*Goal*
Collect every line of the entries below that contains the word "water" and copy each such line in full. Case counts, so match capital and lowercase letters exactly.

*Data listing*
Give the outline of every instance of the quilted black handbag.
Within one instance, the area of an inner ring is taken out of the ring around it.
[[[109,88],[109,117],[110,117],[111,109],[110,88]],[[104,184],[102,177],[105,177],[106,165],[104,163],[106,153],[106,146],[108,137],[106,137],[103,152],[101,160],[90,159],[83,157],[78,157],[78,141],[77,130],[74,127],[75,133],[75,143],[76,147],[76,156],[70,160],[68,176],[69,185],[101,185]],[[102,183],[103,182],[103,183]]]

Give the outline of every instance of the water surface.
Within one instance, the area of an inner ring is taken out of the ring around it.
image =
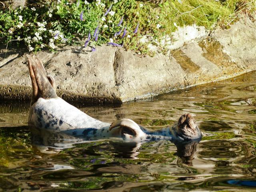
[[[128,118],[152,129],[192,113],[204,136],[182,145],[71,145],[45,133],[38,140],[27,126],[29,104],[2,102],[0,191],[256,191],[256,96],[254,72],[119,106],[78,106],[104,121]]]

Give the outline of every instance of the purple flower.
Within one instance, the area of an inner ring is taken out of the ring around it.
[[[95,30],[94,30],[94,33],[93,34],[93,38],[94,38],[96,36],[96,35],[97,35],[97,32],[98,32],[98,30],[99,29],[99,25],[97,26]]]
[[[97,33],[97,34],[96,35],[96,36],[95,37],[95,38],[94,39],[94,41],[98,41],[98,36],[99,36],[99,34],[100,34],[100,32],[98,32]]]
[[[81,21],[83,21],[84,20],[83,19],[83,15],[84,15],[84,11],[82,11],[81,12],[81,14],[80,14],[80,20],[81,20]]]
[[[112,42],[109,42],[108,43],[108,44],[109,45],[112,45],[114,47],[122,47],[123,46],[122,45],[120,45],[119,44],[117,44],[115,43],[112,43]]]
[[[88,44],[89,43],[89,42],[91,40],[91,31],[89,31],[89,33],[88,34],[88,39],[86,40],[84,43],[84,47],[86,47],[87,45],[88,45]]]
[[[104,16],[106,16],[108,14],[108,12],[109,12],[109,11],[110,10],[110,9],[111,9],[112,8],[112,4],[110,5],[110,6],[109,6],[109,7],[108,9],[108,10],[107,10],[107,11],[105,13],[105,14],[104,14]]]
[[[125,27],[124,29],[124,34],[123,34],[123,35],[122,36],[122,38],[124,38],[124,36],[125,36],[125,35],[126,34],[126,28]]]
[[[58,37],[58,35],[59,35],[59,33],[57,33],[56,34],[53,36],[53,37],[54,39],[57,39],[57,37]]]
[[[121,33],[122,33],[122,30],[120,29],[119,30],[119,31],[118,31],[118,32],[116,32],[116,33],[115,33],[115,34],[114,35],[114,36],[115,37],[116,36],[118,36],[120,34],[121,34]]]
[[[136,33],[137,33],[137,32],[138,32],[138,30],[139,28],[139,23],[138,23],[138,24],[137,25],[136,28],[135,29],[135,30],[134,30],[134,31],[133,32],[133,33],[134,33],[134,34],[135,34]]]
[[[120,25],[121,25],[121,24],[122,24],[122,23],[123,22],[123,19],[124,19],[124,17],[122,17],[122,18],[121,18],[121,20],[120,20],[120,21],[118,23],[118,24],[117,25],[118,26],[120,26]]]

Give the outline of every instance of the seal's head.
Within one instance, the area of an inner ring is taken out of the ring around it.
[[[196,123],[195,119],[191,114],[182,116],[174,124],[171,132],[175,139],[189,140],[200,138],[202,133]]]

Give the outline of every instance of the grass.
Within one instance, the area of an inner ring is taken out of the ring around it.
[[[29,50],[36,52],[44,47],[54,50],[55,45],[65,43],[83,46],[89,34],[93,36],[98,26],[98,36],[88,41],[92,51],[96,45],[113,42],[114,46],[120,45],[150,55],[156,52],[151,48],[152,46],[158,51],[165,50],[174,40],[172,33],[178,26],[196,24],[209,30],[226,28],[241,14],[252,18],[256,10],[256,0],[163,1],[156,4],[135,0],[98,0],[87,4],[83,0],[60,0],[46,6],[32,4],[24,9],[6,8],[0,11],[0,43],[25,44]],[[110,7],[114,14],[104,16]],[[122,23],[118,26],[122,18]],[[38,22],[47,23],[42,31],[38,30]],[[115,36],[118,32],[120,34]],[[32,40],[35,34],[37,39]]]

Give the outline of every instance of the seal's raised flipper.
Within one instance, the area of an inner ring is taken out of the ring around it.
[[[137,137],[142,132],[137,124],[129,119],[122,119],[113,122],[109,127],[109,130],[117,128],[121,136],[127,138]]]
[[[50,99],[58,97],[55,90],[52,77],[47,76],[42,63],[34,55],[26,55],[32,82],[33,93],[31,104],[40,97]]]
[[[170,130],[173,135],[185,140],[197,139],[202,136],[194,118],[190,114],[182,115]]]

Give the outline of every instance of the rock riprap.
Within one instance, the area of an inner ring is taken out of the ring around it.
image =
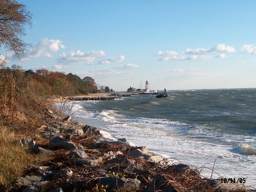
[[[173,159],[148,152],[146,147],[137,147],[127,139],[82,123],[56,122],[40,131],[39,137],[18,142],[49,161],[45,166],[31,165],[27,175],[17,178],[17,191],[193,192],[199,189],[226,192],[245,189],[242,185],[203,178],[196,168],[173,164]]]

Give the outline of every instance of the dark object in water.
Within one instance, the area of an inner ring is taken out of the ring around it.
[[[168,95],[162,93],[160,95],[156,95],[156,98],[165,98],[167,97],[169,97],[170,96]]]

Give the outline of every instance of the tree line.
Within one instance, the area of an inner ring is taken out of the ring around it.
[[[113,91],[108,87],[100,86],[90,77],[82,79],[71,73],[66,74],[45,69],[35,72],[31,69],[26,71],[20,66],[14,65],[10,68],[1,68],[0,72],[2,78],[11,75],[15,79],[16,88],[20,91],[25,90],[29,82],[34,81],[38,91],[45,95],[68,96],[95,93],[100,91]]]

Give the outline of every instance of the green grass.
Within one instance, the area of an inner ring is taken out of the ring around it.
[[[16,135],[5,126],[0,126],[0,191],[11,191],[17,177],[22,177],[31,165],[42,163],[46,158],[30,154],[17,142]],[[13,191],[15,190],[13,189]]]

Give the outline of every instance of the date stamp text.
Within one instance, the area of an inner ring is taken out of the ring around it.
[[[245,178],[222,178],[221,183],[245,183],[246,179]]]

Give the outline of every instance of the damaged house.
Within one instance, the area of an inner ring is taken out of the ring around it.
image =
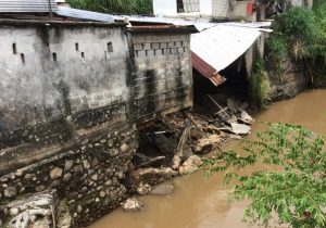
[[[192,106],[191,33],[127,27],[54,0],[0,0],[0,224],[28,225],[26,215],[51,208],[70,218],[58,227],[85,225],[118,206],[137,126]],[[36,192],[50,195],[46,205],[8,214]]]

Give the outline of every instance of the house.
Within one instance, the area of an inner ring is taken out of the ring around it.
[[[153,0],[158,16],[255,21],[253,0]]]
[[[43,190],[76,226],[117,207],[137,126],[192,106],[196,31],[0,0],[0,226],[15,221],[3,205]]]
--
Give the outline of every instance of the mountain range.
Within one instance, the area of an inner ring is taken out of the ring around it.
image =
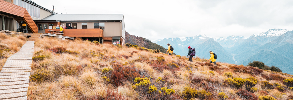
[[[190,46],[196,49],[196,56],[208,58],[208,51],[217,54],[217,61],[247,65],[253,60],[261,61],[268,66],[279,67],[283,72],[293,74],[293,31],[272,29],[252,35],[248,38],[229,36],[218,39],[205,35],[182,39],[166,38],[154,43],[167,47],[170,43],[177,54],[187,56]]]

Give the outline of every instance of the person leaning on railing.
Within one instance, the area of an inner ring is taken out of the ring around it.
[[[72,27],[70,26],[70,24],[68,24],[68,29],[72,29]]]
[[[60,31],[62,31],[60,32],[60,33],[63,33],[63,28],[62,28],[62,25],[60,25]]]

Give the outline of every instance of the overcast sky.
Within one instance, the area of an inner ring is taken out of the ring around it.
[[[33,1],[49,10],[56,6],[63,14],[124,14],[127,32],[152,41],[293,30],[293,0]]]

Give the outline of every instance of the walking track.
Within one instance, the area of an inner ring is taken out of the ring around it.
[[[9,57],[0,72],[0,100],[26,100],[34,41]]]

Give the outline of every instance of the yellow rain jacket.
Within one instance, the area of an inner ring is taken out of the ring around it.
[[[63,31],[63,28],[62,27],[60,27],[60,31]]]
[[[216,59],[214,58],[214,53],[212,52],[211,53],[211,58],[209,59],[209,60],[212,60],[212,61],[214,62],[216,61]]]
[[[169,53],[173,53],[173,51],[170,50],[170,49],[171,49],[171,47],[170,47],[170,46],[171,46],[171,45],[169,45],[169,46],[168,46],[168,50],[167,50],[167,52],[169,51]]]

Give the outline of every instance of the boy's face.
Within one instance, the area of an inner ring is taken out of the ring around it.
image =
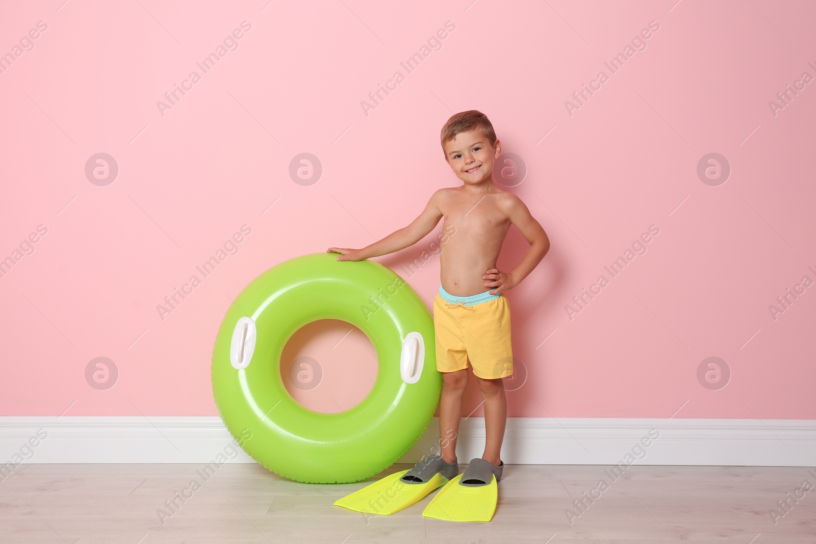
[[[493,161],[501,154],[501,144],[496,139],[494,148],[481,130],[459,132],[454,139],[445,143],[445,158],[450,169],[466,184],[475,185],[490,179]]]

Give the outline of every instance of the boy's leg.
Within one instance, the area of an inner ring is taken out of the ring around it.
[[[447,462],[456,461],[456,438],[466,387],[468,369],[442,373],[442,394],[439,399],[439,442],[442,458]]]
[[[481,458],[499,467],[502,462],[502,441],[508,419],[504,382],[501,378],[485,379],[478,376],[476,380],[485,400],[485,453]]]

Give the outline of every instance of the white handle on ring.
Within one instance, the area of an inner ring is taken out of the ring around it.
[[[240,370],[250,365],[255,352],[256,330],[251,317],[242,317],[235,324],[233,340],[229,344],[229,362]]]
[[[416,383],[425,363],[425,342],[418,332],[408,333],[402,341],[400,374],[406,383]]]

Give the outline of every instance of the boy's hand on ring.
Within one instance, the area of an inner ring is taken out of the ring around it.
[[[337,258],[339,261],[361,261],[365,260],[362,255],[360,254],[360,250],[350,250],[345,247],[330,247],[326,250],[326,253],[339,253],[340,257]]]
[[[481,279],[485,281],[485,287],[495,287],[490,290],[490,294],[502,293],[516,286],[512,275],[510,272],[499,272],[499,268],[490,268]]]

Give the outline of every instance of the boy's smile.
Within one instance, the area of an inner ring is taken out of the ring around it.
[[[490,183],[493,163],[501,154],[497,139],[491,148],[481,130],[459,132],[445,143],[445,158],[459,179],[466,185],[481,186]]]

*The result*
Give the outline of every instance of the water surface.
Give the outline of every instance of the dark object in water.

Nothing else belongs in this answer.